◆ Exercise directions: Can you convert the rows below into a numbered list, starting at the line that contains "of the warning" and going through the last row, with any blank lines left out?

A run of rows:

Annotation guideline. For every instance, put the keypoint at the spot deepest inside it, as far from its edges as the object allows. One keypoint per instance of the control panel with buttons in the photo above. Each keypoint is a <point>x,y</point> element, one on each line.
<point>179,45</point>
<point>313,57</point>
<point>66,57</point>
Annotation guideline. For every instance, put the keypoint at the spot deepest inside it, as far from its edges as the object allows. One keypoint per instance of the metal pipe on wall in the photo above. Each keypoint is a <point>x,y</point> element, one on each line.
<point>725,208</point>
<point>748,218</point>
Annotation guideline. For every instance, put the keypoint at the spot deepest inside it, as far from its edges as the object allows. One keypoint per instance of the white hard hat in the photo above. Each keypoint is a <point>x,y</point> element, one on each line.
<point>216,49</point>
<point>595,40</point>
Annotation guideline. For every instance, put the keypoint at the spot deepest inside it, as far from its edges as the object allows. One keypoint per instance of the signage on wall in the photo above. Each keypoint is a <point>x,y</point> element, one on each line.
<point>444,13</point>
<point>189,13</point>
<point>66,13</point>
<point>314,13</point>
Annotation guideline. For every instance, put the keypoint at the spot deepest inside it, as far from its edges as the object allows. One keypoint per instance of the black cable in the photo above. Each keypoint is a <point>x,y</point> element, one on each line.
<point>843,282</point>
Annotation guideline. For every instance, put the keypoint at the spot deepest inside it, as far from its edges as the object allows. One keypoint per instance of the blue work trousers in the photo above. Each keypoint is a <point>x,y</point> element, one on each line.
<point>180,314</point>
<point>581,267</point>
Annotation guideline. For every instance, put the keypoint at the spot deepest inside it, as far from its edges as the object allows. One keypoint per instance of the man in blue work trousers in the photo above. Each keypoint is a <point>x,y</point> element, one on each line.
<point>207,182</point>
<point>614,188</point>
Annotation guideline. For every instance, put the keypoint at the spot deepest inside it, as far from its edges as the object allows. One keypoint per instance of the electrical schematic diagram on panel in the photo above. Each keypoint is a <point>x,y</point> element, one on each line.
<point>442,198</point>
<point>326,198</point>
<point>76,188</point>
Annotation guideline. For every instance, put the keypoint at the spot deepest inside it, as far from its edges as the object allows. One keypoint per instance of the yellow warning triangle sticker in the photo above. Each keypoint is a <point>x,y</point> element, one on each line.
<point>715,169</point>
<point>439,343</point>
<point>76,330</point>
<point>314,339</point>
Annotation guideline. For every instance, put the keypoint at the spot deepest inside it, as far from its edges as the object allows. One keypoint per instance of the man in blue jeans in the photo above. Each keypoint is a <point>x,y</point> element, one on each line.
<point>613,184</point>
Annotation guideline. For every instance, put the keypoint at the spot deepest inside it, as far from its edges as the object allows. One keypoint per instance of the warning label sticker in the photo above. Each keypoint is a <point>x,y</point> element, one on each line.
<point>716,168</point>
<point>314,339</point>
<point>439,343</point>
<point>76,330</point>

◆ Written answer:
1. Annotation guideline. For every instance, put the keypoint at the spot deepest inside it, as far from its edges as the object allows. One keypoint per instance of the warning label sticker in the photo above. Each keypoint is a <point>x,y</point> element, one on each line.
2. <point>716,168</point>
3. <point>314,339</point>
4. <point>439,343</point>
5. <point>76,330</point>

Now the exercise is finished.